Coordinate annotation records:

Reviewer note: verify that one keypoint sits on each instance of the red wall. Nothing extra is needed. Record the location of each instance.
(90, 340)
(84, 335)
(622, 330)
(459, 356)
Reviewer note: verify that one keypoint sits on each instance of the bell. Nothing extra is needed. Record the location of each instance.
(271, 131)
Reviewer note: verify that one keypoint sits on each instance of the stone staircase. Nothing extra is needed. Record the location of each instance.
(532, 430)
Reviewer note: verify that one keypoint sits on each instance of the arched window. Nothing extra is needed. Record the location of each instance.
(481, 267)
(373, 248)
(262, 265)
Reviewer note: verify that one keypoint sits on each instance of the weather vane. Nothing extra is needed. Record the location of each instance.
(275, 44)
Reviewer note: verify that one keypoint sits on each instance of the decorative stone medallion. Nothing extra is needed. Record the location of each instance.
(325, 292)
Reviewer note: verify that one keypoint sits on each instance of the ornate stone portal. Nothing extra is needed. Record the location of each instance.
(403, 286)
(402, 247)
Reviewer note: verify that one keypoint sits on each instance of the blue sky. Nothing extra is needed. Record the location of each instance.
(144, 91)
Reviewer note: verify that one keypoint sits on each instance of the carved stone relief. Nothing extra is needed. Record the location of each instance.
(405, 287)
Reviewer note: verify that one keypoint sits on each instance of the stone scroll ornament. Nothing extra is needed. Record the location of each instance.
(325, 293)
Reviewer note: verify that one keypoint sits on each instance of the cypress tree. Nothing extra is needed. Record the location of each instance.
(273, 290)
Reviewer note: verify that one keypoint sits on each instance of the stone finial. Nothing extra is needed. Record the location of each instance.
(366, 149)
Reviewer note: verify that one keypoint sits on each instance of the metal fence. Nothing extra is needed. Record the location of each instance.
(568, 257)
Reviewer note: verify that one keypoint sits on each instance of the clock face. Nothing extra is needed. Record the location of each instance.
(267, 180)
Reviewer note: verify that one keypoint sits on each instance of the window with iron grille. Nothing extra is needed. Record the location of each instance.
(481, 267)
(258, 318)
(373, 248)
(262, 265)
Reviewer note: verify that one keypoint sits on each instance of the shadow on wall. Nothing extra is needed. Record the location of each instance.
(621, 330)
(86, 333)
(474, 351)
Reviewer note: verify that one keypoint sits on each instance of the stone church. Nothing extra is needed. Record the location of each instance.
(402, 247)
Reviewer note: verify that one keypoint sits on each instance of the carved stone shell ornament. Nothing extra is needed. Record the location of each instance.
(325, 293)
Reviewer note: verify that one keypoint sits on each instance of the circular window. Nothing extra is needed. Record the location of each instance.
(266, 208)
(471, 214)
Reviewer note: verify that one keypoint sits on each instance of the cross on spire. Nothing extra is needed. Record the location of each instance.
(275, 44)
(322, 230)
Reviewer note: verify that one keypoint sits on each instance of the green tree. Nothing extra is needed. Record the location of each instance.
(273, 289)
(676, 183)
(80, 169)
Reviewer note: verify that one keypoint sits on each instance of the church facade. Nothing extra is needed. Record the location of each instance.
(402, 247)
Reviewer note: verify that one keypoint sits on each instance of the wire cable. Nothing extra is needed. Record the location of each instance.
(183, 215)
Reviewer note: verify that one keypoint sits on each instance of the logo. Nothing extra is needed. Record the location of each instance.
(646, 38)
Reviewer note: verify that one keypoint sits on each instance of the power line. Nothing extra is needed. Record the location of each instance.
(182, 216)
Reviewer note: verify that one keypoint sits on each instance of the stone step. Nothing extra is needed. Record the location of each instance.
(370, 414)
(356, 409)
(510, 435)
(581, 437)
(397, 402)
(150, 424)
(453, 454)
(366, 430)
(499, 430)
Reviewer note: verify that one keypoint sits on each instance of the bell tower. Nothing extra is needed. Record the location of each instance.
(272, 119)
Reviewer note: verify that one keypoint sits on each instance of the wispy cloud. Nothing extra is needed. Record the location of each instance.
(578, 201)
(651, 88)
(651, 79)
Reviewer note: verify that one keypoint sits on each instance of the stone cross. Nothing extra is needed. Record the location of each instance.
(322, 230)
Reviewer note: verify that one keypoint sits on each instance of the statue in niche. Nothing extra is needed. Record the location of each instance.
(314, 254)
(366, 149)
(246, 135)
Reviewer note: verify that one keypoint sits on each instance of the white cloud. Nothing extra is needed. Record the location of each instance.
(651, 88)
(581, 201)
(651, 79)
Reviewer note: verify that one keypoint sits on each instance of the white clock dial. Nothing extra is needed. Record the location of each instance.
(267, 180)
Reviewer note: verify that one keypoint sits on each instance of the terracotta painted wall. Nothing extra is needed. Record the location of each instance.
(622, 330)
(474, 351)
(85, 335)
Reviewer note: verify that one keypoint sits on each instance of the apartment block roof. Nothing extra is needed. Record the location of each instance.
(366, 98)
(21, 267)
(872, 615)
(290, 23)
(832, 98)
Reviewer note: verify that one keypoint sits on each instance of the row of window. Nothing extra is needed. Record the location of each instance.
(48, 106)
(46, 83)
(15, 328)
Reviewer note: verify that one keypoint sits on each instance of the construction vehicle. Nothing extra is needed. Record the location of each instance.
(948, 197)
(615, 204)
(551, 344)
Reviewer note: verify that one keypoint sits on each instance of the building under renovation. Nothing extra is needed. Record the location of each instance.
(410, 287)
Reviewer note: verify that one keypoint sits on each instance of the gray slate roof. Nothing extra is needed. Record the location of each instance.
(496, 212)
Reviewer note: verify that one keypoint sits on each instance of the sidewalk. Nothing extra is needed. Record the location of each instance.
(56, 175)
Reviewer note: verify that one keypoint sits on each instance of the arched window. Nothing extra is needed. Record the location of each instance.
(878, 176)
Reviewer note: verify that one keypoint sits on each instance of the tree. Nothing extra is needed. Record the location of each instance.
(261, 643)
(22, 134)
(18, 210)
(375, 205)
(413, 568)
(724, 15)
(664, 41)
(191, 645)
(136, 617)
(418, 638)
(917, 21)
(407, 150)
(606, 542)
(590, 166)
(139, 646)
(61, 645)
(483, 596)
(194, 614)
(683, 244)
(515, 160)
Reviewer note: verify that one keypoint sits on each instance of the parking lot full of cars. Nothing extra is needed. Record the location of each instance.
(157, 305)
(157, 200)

**WHAT IS BEING ASKED:** Copy each record from above without leaving any out.

**THE COMPLETED TASK:**
Reviewer note: verify that one keypoint sits on each instance of the red wall. Nothing extra is needed. Record the location of each instance.
(90, 340)
(84, 335)
(622, 330)
(459, 356)
Reviewer note: verify that one keypoint sits on each instance of the bell. Nothing extra is needed. Record the location of each instance.
(271, 131)
Reviewer note: verify that one keypoint sits on each instance of the stone staircase. Nothing extra is needed. Record the location of each instance.
(532, 430)
Reviewer note: verify that one keypoint sits on each instance of the arched window. Nothing extra is needed. Record the location of each instance.
(481, 267)
(373, 248)
(262, 265)
Reviewer note: verify that one keypoint sits on each instance of the weather vane. Nothing extra is needed. Record the location of each instance.
(275, 44)
Reviewer note: verify that one keypoint sits on each instance of the decorative stone medallion. Nothing extra is needed. Record the location of each instance.
(325, 292)
Reviewer note: verify that one keypoint sits on each instance of the ornate stone portal. Nothing extra is needed. Record the location of each instance.
(403, 286)
(402, 247)
Reviewer note: verify that one keypoint sits on each instance of the blue sky. Nothing extra is needed. Record the location of each instance.
(144, 91)
Reviewer note: verify that one keypoint sits on each instance of the carved stone relief. Nothing extra is needed. Record the location of each instance.
(405, 287)
Reviewer note: verify that one keypoint sits on each instance of the stone scroll ornament. Nothing extra is needed. Record the location of each instance.
(325, 293)
Reviewer note: verify that one keypoint sits on each instance of the cypress tree. Nothing extra is needed. Record the location of each instance.
(273, 290)
Reviewer note: verify that one keypoint sits on each instance of the stone finial. Nothing extra is needed. Record the location of each instance.
(366, 149)
Reviewer note: verify that one keypoint sits on each instance of the metal fence. Nothing extra is needed. Record the location of each instance.
(568, 257)
Reviewer note: verify that one keypoint sits on each instance of the clock face. Nothing extra is needed. Record the location of each instance.
(267, 180)
Reviewer note: verify that one keypoint sits on each instance of the window with iron grille. Nothing extra is needed. Record the location of each instance.
(481, 267)
(258, 318)
(373, 248)
(262, 265)
Reviewer note: verify that one keypoint sits on each instance of the shadow on wall. Nothing extra is needed. Record the location of each instance.
(621, 330)
(86, 333)
(474, 351)
Reviewer note: verify that one keypoint sits on each instance of the stone church. Nothing extra is needed. Record the location of each instance.
(402, 247)
Reviewer note: verify that one keypoint sits on each instance of the carved stone shell ornament. Nothing extra is needed. Record the location of each instance.
(325, 293)
Reviewer note: verify that one keypoint sits on each instance of the circular window. Nothing extra is needed. Record the location of each instance.
(266, 208)
(471, 214)
Reviewer note: verify that one keypoint sits on each instance of the cross on spire. Nothing extra is needed. Record the location of each instance.
(275, 44)
(322, 230)
Reviewer note: verify that one keypoint sits on each instance of the green tree. Nothing extra is needed. Record the location of each instance.
(273, 289)
(676, 183)
(80, 169)
Reviewer note: verify that one keypoint sits on each instance of the church facade. Nothing extra is needed. Record the location of each instance.
(402, 247)
Reviewer note: verify that one keypoint sits on each instance of the wire cable. Nothing extra is needed. Record the location of each instance.
(183, 215)
Reviewer note: verify that one keypoint sits on each instance of the logo. Nothing extra is needed. Record the location of each instance.
(646, 38)
Reviewer note: verify that one keypoint sits on each instance of the power line. Nothing extra is needed. Record the location of each instance.
(182, 216)
Reviewer note: verify that one keypoint sits on each instance of the stone step. Nothing extra is needed. Record the location of each instance.
(370, 414)
(356, 409)
(510, 435)
(581, 437)
(397, 402)
(150, 424)
(453, 454)
(366, 430)
(499, 430)
Reviewer note: verify that one keypoint sits on each instance of the bell tower. Nothing extra is needed. Record the location of each instance.
(272, 119)
Reviewer note: verify that one keypoint sits on each instance of the wispy cloud. Nothing extra is needed. Record the location of each instance.
(578, 201)
(651, 88)
(651, 79)
Reviewer note: verify that one keypoint sits on each instance of the stone cross. Nothing extra is needed. Record the location of each instance.
(322, 230)
Reviewer note: verify that one keypoint sits on each instance of the statue in niche. Nothing extra is needed. Record the location of each instance.
(314, 254)
(366, 149)
(246, 135)
Reviewer note: verify that one keypoint sits on each instance of the white cloud. Nothing extra is needed. Record the location of each instance.
(651, 88)
(581, 201)
(651, 79)
Reviewer note: verify that one keypoint sits on each instance of the white clock dial. Nothing extra is needed. Record the location of each instance.
(267, 180)
Reviewer note: verify that one keypoint sits on each instance of the terracotta painted wall. Nothing extra is needed. Record the location of each instance.
(622, 330)
(474, 351)
(85, 335)
Reviewer note: verify that one keypoint sits on each instance of the apartment block roof. Nothing extra is needed. Record the location of each instance.
(366, 98)
(21, 267)
(872, 615)
(290, 23)
(832, 98)
Reviewer note: verify that one keypoint sits on each instance of the row of window. Nothing extra is needed. Record the location of each instance.
(48, 106)
(46, 83)
(15, 328)
Reviewer note: verify that one keypoint sits on each instance of the construction vehicle. Nothing extra is needed. Record the location of each instance.
(948, 197)
(615, 204)
(551, 344)
Reviewer note: verify that one keypoint sits on each instance of the building under renovation. Nothing extra is needed. Record the location of each instance.
(410, 287)
Reviewer note: verify that one keypoint sits on each instance of the gray slate roof. Nothing extra is needed. Record the location of each instance.
(496, 212)
Reviewer note: verify that one keypoint sits on each instance of the sidewalk. Nothing extra is needed. Record the location of each instance.
(56, 175)
Reviewer note: verify that one keypoint sits on each instance of the arched window. Nothing extra is needed. Record the location of each instance.
(878, 176)
Reviewer note: verify that one keypoint sits on each instance of the tree. Nothing extra is needed. Record the location of each instance.
(261, 643)
(22, 134)
(18, 210)
(375, 205)
(413, 568)
(724, 15)
(664, 41)
(191, 645)
(136, 617)
(418, 638)
(917, 21)
(407, 150)
(606, 542)
(590, 166)
(139, 646)
(61, 645)
(483, 596)
(194, 614)
(683, 244)
(515, 160)
Reviewer note: verify that one keypoint sits on each instance of the parking lot full of cars. Nothing extra is needed. Record the location of each instance.
(157, 305)
(157, 200)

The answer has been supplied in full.